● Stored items
···

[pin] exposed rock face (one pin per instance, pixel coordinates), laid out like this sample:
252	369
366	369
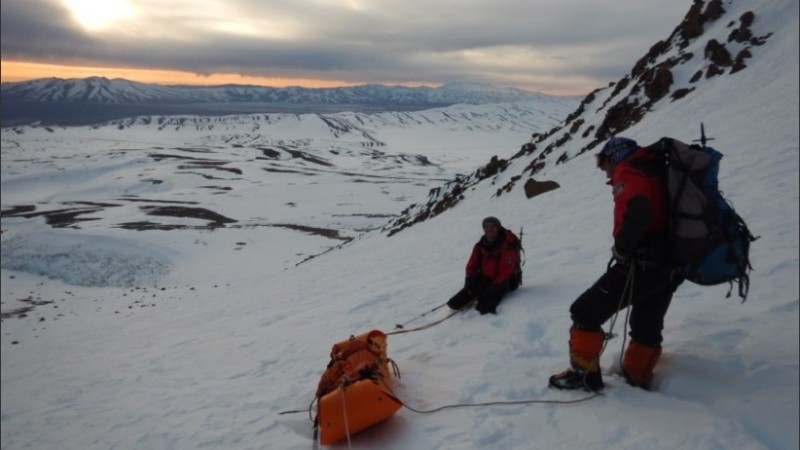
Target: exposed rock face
651	80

···

● EXERCISE AIM
Write the records out exactly, dropping every image.

● SOLUTION TO THIS PROBLEM
[pin] exposed rock face (one pin per instance, pixel coordinates), laid out like this sample:
252	369
366	369
Target: exposed rock face
651	80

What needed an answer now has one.